(Source records)
'''
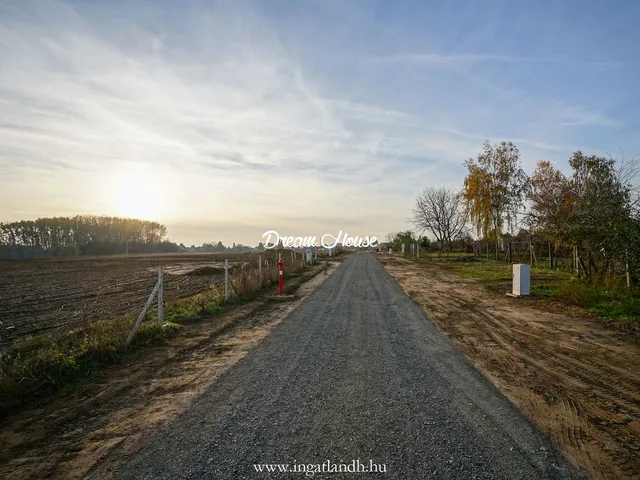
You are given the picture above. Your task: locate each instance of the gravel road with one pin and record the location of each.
(356, 372)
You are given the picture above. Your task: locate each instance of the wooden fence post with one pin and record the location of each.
(143, 313)
(160, 296)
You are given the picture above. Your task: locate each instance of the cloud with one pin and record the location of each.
(434, 58)
(242, 126)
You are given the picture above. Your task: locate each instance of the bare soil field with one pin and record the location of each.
(576, 379)
(48, 294)
(101, 424)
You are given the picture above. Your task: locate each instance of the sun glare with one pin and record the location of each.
(137, 195)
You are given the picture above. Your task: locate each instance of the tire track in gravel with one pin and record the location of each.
(577, 380)
(357, 371)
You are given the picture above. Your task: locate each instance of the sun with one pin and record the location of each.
(137, 195)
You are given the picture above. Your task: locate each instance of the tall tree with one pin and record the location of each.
(440, 212)
(495, 188)
(551, 201)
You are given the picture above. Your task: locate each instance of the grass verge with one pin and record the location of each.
(611, 303)
(36, 367)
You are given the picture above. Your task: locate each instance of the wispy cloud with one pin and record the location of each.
(241, 123)
(435, 58)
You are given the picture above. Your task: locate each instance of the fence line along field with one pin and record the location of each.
(50, 294)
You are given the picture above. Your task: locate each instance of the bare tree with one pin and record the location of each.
(441, 212)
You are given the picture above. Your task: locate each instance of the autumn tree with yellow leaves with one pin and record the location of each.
(495, 189)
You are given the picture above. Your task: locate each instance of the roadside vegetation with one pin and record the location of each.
(579, 231)
(612, 303)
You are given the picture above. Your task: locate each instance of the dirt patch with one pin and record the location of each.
(577, 380)
(101, 424)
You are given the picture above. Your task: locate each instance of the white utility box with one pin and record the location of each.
(521, 279)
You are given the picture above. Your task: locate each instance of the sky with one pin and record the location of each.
(225, 119)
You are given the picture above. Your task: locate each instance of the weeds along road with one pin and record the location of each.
(356, 372)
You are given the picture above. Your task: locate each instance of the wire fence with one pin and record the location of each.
(45, 295)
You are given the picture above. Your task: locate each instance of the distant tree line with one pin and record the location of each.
(82, 235)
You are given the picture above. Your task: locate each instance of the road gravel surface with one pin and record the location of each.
(356, 373)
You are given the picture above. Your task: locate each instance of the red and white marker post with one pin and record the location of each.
(280, 273)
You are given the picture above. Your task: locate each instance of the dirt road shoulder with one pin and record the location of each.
(101, 424)
(578, 381)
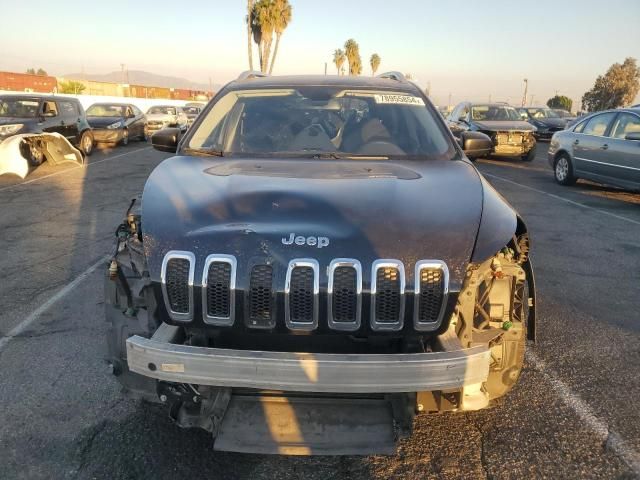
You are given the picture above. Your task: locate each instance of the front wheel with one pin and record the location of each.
(86, 143)
(563, 170)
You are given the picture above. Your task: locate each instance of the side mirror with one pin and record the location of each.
(166, 140)
(476, 144)
(633, 136)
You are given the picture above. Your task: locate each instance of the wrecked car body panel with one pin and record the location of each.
(16, 152)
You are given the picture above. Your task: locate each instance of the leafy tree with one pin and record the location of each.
(282, 18)
(375, 63)
(40, 71)
(561, 102)
(339, 59)
(616, 88)
(71, 86)
(352, 51)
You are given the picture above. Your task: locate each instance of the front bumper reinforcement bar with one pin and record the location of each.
(158, 358)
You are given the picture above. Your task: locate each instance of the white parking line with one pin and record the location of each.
(8, 187)
(24, 324)
(599, 427)
(558, 197)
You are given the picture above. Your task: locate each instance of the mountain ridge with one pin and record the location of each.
(141, 77)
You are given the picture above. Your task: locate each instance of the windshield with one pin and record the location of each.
(313, 120)
(494, 112)
(542, 113)
(105, 110)
(162, 111)
(19, 107)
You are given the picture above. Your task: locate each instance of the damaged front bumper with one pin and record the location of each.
(15, 151)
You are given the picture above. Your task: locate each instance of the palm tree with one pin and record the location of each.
(263, 28)
(375, 63)
(352, 51)
(338, 59)
(282, 13)
(249, 31)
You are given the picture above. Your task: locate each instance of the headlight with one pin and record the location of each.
(10, 129)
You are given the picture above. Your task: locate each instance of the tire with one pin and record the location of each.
(531, 154)
(86, 143)
(563, 170)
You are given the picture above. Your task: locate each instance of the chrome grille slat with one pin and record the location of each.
(176, 278)
(301, 289)
(431, 291)
(387, 295)
(344, 294)
(218, 289)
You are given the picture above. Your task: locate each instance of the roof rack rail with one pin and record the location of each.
(251, 74)
(397, 76)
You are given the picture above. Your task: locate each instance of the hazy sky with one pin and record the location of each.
(469, 49)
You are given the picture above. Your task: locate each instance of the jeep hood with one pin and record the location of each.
(504, 125)
(368, 210)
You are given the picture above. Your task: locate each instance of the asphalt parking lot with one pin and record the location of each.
(574, 413)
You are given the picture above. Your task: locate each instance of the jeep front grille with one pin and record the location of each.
(218, 289)
(302, 286)
(344, 294)
(260, 297)
(177, 284)
(387, 295)
(431, 289)
(301, 303)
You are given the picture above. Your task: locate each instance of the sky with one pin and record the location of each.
(463, 49)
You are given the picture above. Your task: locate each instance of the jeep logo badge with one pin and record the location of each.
(318, 242)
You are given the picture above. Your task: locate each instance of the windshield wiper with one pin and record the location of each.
(209, 152)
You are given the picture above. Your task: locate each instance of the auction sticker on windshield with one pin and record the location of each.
(399, 100)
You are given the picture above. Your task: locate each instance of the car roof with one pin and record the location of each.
(340, 81)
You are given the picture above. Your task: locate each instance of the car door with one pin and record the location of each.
(70, 117)
(591, 144)
(623, 156)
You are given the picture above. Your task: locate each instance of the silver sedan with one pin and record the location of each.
(603, 147)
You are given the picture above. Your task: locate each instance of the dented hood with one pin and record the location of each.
(366, 210)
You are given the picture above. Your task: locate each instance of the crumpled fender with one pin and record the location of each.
(57, 149)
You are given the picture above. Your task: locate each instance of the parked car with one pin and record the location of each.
(117, 122)
(546, 121)
(161, 116)
(192, 112)
(511, 136)
(320, 249)
(603, 147)
(27, 114)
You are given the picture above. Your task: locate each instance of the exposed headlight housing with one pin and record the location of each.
(10, 129)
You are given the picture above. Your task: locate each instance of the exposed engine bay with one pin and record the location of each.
(19, 153)
(495, 311)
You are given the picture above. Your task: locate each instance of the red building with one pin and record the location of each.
(25, 82)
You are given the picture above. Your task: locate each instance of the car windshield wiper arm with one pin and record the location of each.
(204, 151)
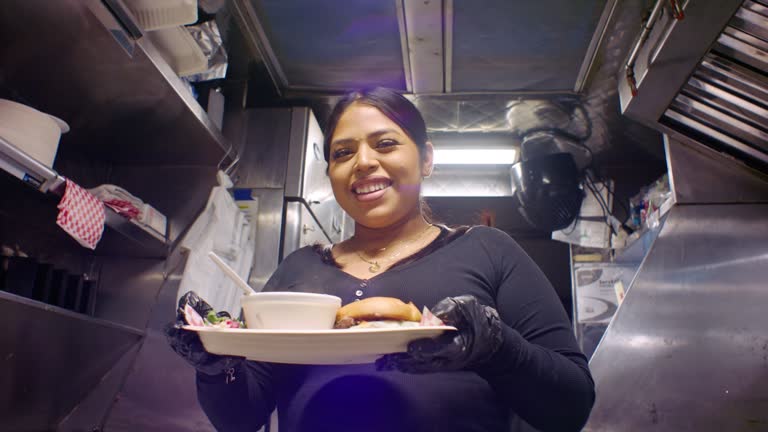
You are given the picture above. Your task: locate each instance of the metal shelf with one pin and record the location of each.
(22, 166)
(124, 103)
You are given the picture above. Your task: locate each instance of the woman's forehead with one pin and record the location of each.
(360, 120)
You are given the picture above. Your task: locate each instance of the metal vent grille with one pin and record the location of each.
(724, 104)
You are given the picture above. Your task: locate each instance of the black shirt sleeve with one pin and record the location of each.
(539, 371)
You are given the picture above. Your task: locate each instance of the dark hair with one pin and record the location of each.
(392, 104)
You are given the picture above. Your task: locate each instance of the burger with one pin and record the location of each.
(378, 312)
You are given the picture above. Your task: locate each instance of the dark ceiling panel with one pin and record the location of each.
(333, 44)
(521, 45)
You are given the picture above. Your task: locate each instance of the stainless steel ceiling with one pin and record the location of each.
(521, 45)
(489, 46)
(464, 62)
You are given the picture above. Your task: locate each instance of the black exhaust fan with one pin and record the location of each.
(549, 190)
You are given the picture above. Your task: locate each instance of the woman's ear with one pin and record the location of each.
(427, 160)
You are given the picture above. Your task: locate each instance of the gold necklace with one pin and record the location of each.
(374, 264)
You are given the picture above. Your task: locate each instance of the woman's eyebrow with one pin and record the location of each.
(375, 134)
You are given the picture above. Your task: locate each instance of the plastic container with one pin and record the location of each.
(35, 133)
(161, 14)
(290, 310)
(179, 50)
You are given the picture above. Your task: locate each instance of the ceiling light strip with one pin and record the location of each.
(475, 156)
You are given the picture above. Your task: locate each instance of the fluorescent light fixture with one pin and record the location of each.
(475, 156)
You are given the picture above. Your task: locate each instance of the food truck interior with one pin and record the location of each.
(202, 124)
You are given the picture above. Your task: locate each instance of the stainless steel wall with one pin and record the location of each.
(687, 349)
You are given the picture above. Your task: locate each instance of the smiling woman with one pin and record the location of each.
(513, 360)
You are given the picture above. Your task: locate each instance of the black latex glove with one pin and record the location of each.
(478, 338)
(187, 343)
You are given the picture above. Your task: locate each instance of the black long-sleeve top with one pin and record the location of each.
(538, 378)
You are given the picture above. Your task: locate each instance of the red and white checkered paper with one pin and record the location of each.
(81, 215)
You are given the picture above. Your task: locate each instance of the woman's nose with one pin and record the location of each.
(366, 159)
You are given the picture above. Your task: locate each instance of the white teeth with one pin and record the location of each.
(370, 188)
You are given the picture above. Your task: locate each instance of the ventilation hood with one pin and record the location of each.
(701, 74)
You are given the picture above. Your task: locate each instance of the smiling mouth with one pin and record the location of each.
(371, 188)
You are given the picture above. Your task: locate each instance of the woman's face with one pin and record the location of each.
(375, 168)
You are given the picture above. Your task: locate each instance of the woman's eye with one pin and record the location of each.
(340, 153)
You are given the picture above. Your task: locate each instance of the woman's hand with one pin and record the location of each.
(187, 343)
(479, 337)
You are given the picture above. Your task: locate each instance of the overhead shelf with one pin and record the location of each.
(124, 103)
(22, 166)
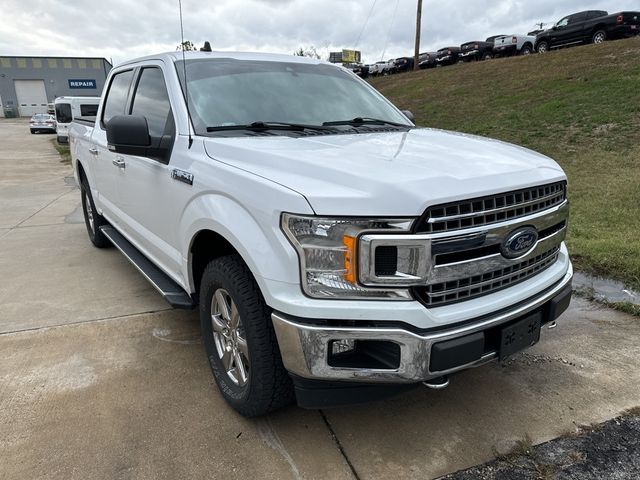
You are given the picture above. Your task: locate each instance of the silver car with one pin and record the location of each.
(42, 122)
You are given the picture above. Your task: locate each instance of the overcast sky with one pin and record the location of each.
(124, 29)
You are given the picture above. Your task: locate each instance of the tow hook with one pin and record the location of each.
(439, 383)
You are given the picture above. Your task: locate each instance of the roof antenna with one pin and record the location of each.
(184, 71)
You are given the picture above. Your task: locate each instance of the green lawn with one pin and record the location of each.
(580, 106)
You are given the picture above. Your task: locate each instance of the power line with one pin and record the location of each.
(365, 24)
(393, 19)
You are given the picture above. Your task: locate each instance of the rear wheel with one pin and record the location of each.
(92, 219)
(240, 341)
(543, 47)
(599, 37)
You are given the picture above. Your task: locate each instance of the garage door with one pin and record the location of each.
(32, 97)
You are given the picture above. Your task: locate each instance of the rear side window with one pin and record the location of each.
(88, 110)
(117, 95)
(151, 101)
(63, 113)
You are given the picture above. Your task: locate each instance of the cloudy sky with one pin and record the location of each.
(124, 29)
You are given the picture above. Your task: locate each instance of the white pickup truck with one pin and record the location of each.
(337, 252)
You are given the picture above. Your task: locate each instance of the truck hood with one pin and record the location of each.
(393, 174)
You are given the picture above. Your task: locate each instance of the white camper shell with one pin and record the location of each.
(69, 108)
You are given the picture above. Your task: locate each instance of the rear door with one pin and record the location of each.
(146, 192)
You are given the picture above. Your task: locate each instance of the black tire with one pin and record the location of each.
(598, 37)
(543, 47)
(526, 50)
(266, 385)
(92, 220)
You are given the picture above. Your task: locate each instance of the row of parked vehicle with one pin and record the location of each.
(591, 26)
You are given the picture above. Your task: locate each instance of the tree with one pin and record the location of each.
(187, 46)
(310, 52)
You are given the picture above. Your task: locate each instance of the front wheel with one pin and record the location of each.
(599, 37)
(543, 47)
(240, 341)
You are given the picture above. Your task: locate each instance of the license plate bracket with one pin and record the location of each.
(520, 335)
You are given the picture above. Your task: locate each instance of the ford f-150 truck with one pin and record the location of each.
(336, 252)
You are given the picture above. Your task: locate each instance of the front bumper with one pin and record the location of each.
(306, 345)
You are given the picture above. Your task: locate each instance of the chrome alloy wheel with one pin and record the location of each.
(87, 203)
(229, 337)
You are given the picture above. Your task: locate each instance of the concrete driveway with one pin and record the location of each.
(100, 379)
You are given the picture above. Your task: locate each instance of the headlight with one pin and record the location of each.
(333, 262)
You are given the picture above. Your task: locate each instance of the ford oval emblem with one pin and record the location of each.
(520, 242)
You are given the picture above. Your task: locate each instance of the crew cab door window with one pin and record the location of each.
(63, 113)
(151, 101)
(116, 100)
(88, 110)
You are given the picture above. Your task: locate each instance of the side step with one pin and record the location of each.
(170, 290)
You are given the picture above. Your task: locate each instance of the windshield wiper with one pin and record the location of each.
(358, 121)
(262, 126)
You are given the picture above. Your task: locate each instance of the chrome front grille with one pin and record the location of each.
(444, 293)
(491, 209)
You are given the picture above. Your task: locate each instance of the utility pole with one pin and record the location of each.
(416, 55)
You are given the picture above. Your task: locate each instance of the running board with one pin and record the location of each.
(170, 290)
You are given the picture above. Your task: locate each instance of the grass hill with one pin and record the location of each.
(580, 106)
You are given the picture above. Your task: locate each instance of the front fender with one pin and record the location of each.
(255, 234)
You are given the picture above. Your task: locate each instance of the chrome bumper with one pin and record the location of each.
(305, 347)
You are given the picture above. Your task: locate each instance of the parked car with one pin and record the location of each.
(514, 45)
(427, 60)
(68, 108)
(403, 64)
(330, 270)
(591, 26)
(478, 50)
(382, 68)
(42, 122)
(447, 56)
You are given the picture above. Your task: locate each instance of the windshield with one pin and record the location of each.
(227, 92)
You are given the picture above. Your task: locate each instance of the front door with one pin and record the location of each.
(146, 198)
(107, 173)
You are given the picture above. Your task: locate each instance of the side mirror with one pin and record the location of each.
(409, 115)
(128, 134)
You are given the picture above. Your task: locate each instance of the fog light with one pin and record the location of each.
(342, 346)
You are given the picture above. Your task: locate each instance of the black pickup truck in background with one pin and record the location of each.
(591, 26)
(447, 56)
(478, 50)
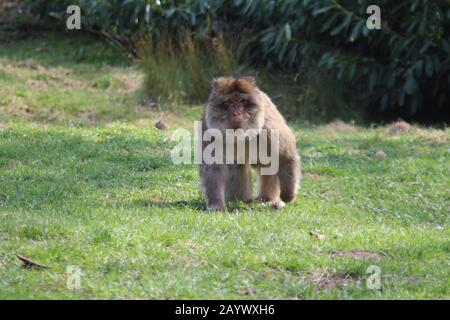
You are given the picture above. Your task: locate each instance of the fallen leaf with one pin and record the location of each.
(380, 154)
(160, 125)
(30, 263)
(319, 236)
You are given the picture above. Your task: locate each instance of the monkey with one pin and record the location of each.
(237, 103)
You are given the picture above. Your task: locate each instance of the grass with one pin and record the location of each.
(86, 180)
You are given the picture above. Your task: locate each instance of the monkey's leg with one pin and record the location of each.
(213, 178)
(239, 183)
(269, 191)
(289, 176)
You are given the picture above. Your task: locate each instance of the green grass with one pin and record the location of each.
(86, 180)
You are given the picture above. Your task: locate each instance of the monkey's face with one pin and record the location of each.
(234, 104)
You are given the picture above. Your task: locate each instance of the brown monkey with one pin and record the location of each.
(237, 103)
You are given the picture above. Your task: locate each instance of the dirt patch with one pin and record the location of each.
(358, 255)
(129, 82)
(435, 136)
(326, 281)
(398, 128)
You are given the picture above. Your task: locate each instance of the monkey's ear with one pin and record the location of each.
(221, 83)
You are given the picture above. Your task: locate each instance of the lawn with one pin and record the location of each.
(86, 180)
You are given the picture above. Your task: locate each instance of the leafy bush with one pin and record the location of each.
(404, 66)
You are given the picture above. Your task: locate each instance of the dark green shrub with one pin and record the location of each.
(404, 66)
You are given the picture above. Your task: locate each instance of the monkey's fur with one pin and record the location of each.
(238, 103)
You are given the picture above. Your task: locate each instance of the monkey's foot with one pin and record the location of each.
(276, 204)
(216, 207)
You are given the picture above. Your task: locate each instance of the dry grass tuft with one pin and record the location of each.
(398, 128)
(339, 126)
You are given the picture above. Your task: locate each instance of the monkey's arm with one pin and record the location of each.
(213, 179)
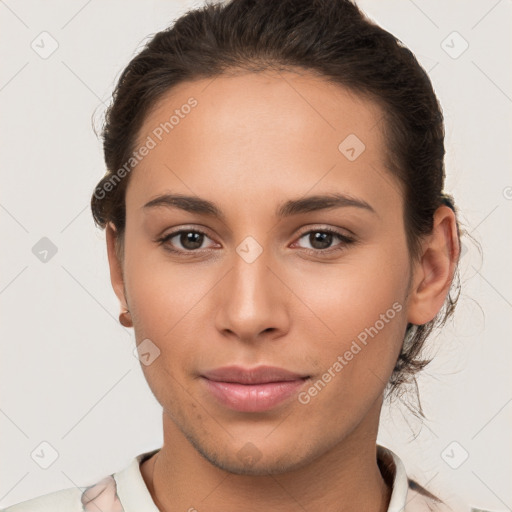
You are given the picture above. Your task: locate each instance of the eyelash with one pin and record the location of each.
(345, 241)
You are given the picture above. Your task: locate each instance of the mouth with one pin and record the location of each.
(252, 390)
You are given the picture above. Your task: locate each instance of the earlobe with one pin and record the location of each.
(116, 268)
(433, 274)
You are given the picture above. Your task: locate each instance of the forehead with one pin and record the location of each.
(249, 132)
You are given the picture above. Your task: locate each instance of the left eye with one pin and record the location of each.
(321, 239)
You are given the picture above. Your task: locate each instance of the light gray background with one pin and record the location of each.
(68, 373)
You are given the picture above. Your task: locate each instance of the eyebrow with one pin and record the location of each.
(194, 204)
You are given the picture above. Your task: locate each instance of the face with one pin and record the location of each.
(300, 262)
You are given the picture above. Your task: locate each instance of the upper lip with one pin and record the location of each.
(258, 375)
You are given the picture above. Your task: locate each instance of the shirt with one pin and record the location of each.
(126, 491)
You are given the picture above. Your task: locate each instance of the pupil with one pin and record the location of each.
(323, 239)
(191, 240)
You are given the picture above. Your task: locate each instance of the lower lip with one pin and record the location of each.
(253, 397)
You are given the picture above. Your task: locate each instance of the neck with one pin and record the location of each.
(345, 478)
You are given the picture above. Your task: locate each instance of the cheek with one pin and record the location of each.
(357, 311)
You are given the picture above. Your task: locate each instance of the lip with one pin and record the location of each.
(252, 390)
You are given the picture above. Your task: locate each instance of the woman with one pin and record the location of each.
(279, 239)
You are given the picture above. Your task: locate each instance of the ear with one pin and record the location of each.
(433, 273)
(115, 264)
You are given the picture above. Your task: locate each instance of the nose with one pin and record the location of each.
(252, 301)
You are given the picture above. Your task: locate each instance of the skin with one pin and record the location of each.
(253, 142)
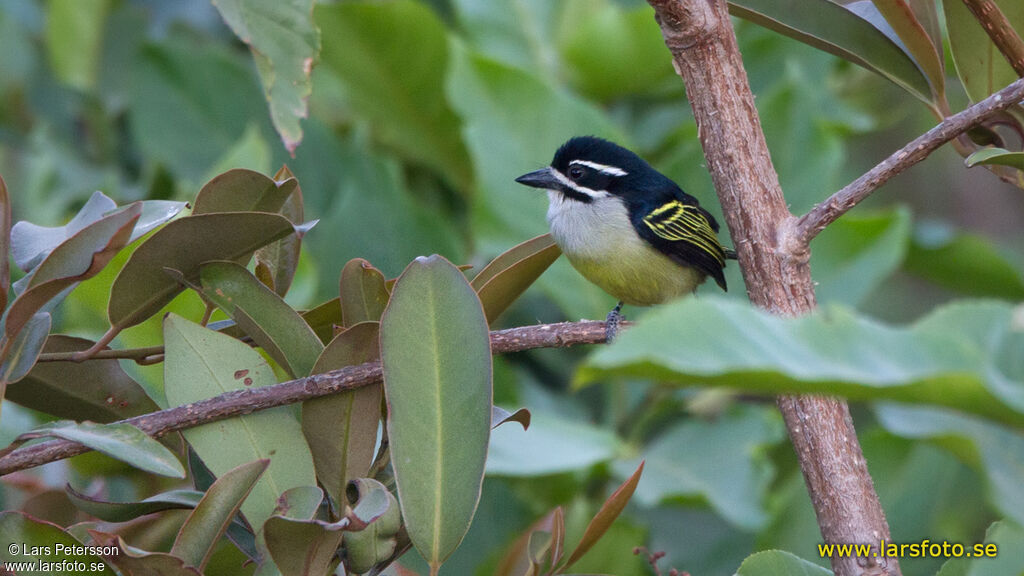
'''
▶ [WHAT YOU NEED TO DO] Copy word for word the lines of the data above, starting at the line that contains "the woman with" and ending with the last line of the data, both included. Leave the pictures out.

▶ [REPLY]
You are given the picture above. Your task: locate each instance of the woman with one pin and record the location of each.
(279, 239)
You are given the picture above. Your task: locate each instance of the ear with one pin and record the location of each.
(433, 273)
(115, 264)
You are given the picture above. Your task: locate each instance of the nose with one pin and record the location of each.
(252, 301)
You are given the picture above. Your task: locate each instance of the skin with one pin and record the location of each.
(253, 142)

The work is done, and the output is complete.